Data entries:
═══

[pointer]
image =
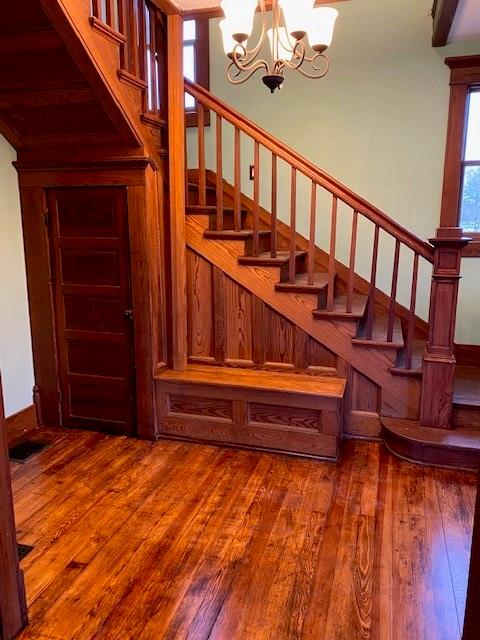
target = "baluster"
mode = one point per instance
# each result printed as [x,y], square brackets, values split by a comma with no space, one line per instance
[393,294]
[274,206]
[219,152]
[123,29]
[331,258]
[353,255]
[131,17]
[185,146]
[292,271]
[256,200]
[237,215]
[109,13]
[411,316]
[311,244]
[373,282]
[142,44]
[202,173]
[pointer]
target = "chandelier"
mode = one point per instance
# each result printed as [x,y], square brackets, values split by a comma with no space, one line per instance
[298,37]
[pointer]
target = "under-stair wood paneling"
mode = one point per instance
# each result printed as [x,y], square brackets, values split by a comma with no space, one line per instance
[382,300]
[399,396]
[229,326]
[290,413]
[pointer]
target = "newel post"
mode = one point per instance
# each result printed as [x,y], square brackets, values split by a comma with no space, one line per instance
[439,359]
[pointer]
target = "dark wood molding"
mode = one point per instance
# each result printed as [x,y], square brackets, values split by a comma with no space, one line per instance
[467,355]
[177,180]
[13,607]
[21,423]
[443,14]
[465,73]
[107,31]
[216,12]
[202,66]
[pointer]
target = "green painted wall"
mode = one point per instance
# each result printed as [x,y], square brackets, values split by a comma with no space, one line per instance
[377,123]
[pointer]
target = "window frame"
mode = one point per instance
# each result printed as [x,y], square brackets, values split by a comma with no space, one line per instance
[464,80]
[201,46]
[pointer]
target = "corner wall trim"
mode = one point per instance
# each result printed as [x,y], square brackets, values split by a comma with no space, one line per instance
[21,423]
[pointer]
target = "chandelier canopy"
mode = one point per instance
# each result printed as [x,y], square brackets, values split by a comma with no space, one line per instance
[297,39]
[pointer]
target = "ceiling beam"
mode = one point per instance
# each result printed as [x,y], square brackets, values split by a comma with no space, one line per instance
[443,13]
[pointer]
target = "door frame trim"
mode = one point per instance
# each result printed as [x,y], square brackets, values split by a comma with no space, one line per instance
[145,202]
[13,606]
[51,193]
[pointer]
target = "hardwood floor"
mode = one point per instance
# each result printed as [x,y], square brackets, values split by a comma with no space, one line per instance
[135,540]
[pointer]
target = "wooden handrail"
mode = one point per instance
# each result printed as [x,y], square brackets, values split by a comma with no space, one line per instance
[308,169]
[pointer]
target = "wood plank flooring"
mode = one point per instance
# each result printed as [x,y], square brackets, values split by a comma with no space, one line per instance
[171,540]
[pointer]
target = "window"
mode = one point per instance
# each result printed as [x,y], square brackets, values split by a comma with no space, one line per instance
[461,184]
[196,62]
[470,200]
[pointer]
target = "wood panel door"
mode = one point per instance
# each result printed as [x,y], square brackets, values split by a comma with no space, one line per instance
[13,608]
[93,307]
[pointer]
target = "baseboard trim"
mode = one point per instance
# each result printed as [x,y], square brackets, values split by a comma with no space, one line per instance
[21,423]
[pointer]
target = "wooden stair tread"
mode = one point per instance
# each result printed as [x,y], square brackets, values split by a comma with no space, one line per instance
[193,186]
[266,259]
[230,234]
[320,282]
[458,448]
[208,210]
[330,387]
[379,334]
[467,388]
[339,311]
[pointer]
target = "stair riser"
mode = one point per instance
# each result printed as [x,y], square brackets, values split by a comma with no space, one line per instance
[228,221]
[264,244]
[299,267]
[193,198]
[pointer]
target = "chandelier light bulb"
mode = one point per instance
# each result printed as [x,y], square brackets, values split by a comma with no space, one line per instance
[320,28]
[284,25]
[227,29]
[297,14]
[277,49]
[239,14]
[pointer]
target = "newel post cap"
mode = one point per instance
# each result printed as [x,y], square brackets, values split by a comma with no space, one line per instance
[452,236]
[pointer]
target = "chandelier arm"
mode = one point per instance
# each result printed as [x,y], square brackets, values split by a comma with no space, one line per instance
[245,63]
[317,76]
[300,58]
[248,71]
[253,53]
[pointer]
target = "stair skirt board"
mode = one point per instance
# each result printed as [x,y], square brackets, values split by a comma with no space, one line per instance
[400,396]
[280,421]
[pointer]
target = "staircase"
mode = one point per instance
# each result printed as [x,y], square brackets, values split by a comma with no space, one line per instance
[374,344]
[270,339]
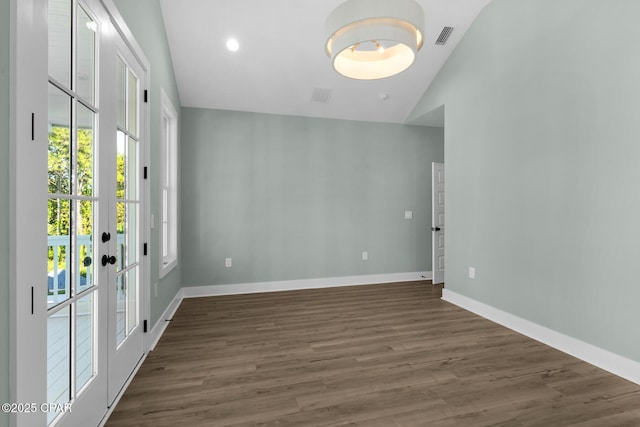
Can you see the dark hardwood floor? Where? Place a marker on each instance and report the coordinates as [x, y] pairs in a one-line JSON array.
[[379, 355]]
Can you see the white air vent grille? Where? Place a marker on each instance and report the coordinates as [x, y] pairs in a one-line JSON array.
[[321, 95], [444, 35]]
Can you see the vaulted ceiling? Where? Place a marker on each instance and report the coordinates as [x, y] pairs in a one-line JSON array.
[[281, 62]]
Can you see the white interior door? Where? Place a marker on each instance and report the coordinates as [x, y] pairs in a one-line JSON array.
[[126, 343], [437, 222], [77, 269]]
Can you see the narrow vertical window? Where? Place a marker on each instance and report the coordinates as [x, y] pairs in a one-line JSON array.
[[168, 186]]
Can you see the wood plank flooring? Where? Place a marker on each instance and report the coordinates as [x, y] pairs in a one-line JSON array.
[[379, 355]]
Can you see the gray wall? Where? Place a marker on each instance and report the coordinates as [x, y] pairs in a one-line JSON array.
[[4, 207], [296, 198], [144, 19], [542, 145]]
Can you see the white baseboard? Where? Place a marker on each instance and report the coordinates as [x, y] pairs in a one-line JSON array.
[[162, 323], [611, 362], [293, 285]]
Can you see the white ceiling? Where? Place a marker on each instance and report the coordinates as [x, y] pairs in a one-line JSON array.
[[282, 60]]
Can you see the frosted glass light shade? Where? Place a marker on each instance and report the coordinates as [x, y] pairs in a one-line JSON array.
[[374, 39]]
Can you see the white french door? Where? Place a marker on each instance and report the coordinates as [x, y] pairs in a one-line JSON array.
[[126, 340], [78, 332], [437, 222]]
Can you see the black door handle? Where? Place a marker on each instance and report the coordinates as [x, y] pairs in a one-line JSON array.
[[106, 259]]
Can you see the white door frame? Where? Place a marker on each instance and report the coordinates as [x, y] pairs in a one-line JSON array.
[[28, 194]]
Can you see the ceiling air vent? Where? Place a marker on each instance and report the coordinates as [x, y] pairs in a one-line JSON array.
[[321, 95], [444, 35]]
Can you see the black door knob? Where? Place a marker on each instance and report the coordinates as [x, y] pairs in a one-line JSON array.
[[106, 259]]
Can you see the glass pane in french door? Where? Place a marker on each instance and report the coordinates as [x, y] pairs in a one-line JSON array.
[[127, 204], [71, 203]]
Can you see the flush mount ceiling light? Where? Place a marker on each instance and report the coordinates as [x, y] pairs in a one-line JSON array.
[[374, 39]]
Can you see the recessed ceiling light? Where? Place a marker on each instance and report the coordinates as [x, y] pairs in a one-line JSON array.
[[233, 45]]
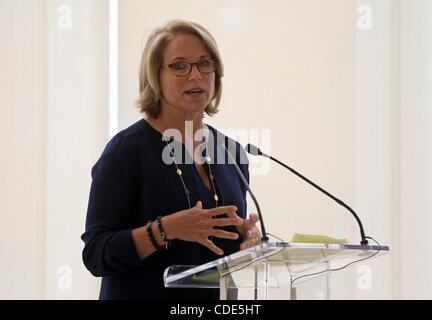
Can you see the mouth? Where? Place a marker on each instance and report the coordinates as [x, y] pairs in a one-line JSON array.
[[195, 92]]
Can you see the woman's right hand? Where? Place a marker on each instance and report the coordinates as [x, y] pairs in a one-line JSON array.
[[197, 225]]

═══

Each line from the one containing "Can you see the recessed" through the last line of the listing is to be given again exactly, with no pictures and no other lines.

Can you see the recessed ceiling light? Where? Place a marker on each instance and report the coordinates as [x, y] pairs in a one-line JSON array.
[[233, 45]]
Can you see the mouth? Where? Place a marker on each instance and report the coordinates as [x, y] pairs in a one-line JSON array.
[[195, 92]]
Can you see the woman's right hand? Where? Place a marker on each instance and report the coordinates as [x, y] pairs in a one-line JSON array.
[[197, 225]]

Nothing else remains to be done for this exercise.